Where does the word "below" show up in the data? Please find each such line and copy it.

(Items from a data source)
--------------------------------------------------

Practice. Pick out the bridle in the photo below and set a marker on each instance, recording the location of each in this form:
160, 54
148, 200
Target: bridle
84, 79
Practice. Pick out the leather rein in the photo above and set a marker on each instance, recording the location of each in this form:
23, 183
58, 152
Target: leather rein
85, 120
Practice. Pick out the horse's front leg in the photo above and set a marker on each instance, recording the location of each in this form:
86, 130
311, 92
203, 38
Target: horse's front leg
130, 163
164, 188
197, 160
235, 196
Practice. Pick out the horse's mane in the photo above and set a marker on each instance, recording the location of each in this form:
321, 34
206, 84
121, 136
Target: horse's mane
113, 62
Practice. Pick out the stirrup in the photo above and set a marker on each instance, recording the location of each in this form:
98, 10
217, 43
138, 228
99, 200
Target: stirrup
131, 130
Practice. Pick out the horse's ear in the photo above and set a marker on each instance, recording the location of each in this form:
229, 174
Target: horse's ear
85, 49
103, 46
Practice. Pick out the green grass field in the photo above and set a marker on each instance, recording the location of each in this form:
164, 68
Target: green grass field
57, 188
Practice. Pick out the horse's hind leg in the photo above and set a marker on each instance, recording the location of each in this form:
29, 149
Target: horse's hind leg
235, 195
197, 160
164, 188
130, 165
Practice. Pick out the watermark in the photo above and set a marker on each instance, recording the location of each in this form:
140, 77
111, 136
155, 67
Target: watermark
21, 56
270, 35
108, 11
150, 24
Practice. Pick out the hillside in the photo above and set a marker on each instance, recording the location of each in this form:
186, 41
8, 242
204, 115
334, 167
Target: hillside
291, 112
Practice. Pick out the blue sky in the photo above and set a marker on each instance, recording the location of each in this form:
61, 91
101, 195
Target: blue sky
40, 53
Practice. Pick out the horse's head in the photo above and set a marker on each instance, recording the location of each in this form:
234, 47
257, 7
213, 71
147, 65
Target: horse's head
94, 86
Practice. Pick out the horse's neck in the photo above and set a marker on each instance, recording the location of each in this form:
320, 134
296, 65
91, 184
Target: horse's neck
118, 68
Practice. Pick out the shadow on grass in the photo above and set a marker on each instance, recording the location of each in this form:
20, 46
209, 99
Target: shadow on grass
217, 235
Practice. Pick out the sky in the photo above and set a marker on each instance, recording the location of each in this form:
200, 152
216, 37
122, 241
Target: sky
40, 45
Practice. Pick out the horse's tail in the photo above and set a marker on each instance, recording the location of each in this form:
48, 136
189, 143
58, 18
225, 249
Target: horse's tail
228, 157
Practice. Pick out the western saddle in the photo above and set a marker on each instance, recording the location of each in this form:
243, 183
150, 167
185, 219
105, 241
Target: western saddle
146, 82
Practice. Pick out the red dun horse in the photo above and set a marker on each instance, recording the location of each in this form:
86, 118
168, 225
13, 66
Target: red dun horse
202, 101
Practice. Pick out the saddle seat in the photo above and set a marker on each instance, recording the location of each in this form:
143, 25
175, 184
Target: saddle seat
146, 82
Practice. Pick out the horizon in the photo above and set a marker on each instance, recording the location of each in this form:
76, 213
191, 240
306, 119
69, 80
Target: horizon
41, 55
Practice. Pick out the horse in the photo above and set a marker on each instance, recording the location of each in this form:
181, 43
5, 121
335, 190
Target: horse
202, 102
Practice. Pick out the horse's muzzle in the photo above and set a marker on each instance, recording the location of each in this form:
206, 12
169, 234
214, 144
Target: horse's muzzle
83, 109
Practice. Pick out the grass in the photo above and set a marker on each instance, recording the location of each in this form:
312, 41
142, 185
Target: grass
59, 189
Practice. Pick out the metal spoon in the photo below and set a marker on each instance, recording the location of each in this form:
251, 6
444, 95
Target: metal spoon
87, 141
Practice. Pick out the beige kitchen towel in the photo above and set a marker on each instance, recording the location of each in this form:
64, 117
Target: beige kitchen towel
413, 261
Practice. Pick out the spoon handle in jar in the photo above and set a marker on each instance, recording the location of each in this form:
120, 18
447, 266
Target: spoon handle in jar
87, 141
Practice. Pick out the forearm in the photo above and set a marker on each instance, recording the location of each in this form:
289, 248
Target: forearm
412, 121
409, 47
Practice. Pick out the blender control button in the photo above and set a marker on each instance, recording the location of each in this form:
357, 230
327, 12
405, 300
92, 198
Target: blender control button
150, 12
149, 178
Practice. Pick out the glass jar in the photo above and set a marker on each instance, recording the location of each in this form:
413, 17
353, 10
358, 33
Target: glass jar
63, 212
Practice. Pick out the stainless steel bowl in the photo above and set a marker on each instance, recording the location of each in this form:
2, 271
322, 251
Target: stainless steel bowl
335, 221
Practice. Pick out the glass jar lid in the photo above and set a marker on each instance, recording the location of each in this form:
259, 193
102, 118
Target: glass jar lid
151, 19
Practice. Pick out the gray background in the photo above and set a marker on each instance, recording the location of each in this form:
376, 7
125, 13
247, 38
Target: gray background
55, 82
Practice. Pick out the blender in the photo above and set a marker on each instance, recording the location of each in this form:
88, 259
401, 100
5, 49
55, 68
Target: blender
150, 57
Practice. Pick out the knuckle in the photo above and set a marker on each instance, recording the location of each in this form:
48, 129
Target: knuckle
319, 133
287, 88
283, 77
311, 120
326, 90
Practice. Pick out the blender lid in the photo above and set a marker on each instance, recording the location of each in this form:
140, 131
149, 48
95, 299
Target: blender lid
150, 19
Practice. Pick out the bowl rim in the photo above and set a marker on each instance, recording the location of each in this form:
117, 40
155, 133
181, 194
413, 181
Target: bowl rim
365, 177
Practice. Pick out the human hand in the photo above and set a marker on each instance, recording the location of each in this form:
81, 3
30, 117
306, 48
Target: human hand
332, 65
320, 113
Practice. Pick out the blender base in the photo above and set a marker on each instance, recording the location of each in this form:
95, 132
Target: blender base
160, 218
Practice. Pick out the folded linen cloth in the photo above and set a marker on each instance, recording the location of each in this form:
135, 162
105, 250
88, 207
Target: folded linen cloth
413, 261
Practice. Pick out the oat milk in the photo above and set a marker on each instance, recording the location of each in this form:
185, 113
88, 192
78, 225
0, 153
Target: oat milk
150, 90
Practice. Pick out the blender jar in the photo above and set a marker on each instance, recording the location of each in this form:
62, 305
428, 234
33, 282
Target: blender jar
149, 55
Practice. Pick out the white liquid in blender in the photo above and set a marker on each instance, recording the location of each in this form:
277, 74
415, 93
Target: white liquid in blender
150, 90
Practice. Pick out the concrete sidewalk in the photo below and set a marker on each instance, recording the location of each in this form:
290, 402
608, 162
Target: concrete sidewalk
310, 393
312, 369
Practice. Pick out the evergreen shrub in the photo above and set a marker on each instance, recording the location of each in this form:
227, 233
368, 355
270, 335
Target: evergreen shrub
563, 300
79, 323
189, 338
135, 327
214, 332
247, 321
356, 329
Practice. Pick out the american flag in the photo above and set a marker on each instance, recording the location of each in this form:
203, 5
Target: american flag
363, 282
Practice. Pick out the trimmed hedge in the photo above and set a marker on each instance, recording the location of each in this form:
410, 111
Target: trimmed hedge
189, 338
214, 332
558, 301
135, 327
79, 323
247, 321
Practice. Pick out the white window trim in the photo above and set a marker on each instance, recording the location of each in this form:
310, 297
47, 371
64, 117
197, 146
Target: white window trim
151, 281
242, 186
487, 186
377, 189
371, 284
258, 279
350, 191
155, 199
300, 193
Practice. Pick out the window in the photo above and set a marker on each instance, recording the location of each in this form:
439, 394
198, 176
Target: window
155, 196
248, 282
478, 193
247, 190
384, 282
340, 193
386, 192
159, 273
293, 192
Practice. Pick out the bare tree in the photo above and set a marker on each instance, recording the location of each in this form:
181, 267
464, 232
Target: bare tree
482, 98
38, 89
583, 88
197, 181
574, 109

--------------------------------------------------

Solution to this task.
Practice. Pick out the bridle in the photo below and set a marker on each instance, recording the location of each in this form:
Practice. Pick out the metal spoon in the photo below and set a marker on each instance, recording the location of each in this form:
Practice. Pick out the concrete sidewalk in the photo below and set a marker on each instance, recording the location of each in this form:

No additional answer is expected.